Writer's picture: Scott CorfeScott Corfe

In a new Social Market Foundation briefing paper by myself and Raúl Rosales of Imperial College Business School, we explore the role of financial services in decarbonising the UK economy. Looking at the exports and jobs opportunities that could arise from the UK capitalising on its comparative advantage in green financial services, the paper calls on policymakers to ensure that financial services can provide the capital needed for British industries to reach net zero.



Coverage of our recommendation that government issue a new sustainability-linked gilt by Larry Elliot, Economics Editor of the Guardian: https://www.theguardian.com/politics/2022/may/02/sunak-green-bonds-higher-returns-climate-goals


Below is a brief summary.

Key Points

A high share of “green jobs” are – and will be – in the professional services sector. New estimates presented in our report show that about 730,000 workers in professional, scientific, and technical services activities are in green jobs, as well as 200,000 workers in the finance and insurance sector. Combined, these industries currently account for about a fifth of all green jobs on our definition.


These industries also have a greater share of the workforce in green jobs than the economy average. The latest ONS data show 27% of professional, scientific, and technical services workers in green jobs and 19% of financial services workers, compared with a UK-wide figure of 16%. While the financial services sector was broadly in line with the economy average share of green jobs in 2009, it is now ahead of the average.


Net zero finance has the potential to become one of the UK’s most successful green exports. London is currently rated number one globally for the quality and depth of its green finance offerings, and low-carbon finance is expected to grow faster than all other low-carbon sub-sectors of the economy.


Financial services will be pivotal in providing other sectors of the economy with the capital needed to support green investments – mobilising private wealth, including pension wealth, to support these projects. While around £800bn worth of UK pensions schemes are working aligned with net zero , most pension schemes (70%), worth £2 trillion, are yet to make net zero commitments and deploy capital in projects net zero-related – suggesting significant potential waiting to be untapped through a combination of government policy and financial services innovation.


Financial innovations are helping organisations – and countries – deliver on and commit to net zero. This includes through relatively new sustainability-linked bonds, where bond issuers face a financial penalty if they fail to meet sustainability targets. March 2022 saw Chile issue the world's first sovereign sustainability-linked bond, which is listed on the London Stock Exchange’s International Securities Market and Sustainable Bond Market.

++++++

--- Brief A ---
In the green finance passage, which country issued the world's first sovereign sustainability-linked bond, and in what month and year?
--- Brief B ---
Carry on the green finance passage from its last sentence.
The records after this point aren't needed for anything here.

++++++

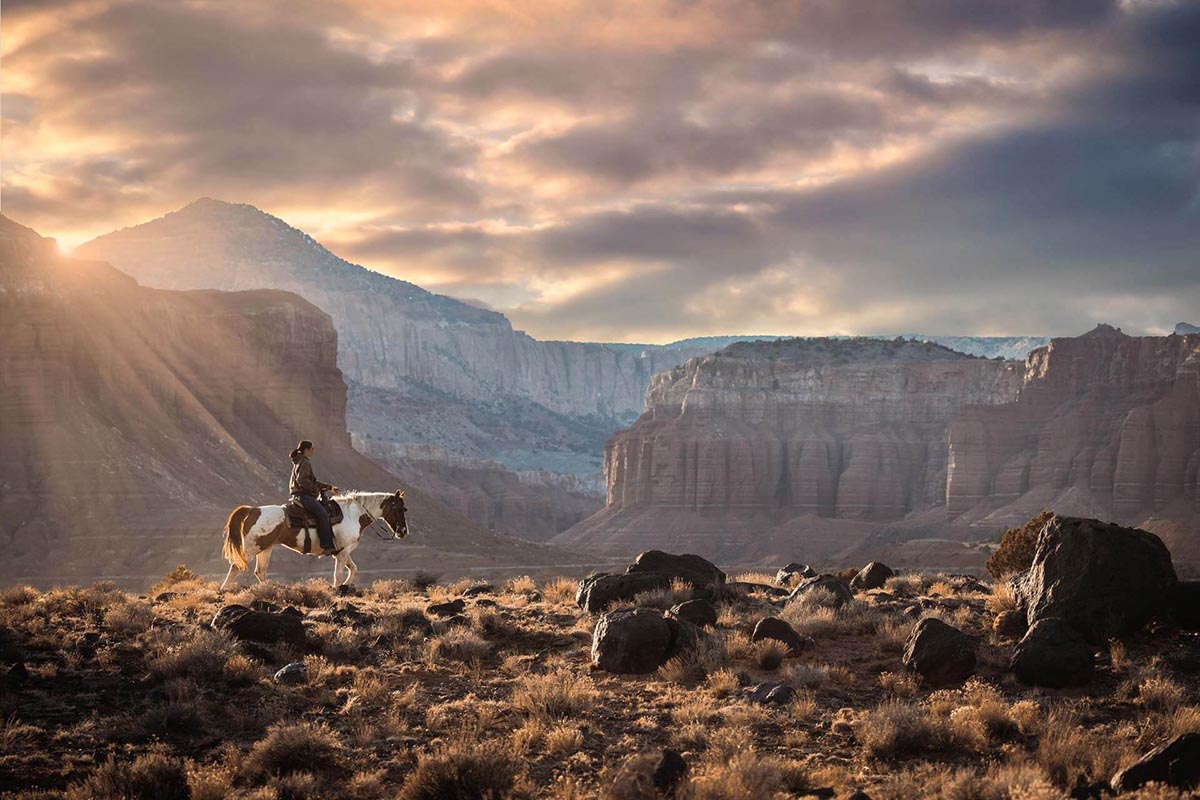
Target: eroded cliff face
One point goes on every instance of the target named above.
(838, 428)
(135, 419)
(1104, 420)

++++++

--- Task output A ---
Chile, in March 2022.

--- Task output B ---
Next steps for policymakers

In our view, some particularly important next steps for policymakers include:


Creating the right fiscal and financial incentives for pension schemes to invest in green infrastructure. Policymakers must take regulatory steps to empower UK pension funds to invest more in illiquid assets such as green infrastructure and real estate. The seven largest pension markets globally allocate on average 26% to illiquid assets – up from 7% in 2000. In contrast and disappointingly, the UK has remained flat in this period, with pension funds currently allocating just 8% to illiquid assets.


Fostering partnerships between financial services and leading educational institutions. For the innovation phase in hydrogen or new energy technologies, the UK needs business accelerators and centres of excellence backed by leading universities – helping companies to develop the needed business models and proofs of concepts to gain financial backing.

Further, there is evidence that at present there is a shortage of finance professionals with sustainability-related skills; partnerships with leading educational institutions will be needed to address this gap.


Ensuring a sound carbon tax framework aligned with net-zero targets. There is a direct mathematical relationship between carbon taxes and decarbonisation in investment portfolios. Despite this, Britain currently has an “inconsistent hodgepodge of different taxes, subsidies and regulations” that has left businesses and households facing multiple different carbon prices.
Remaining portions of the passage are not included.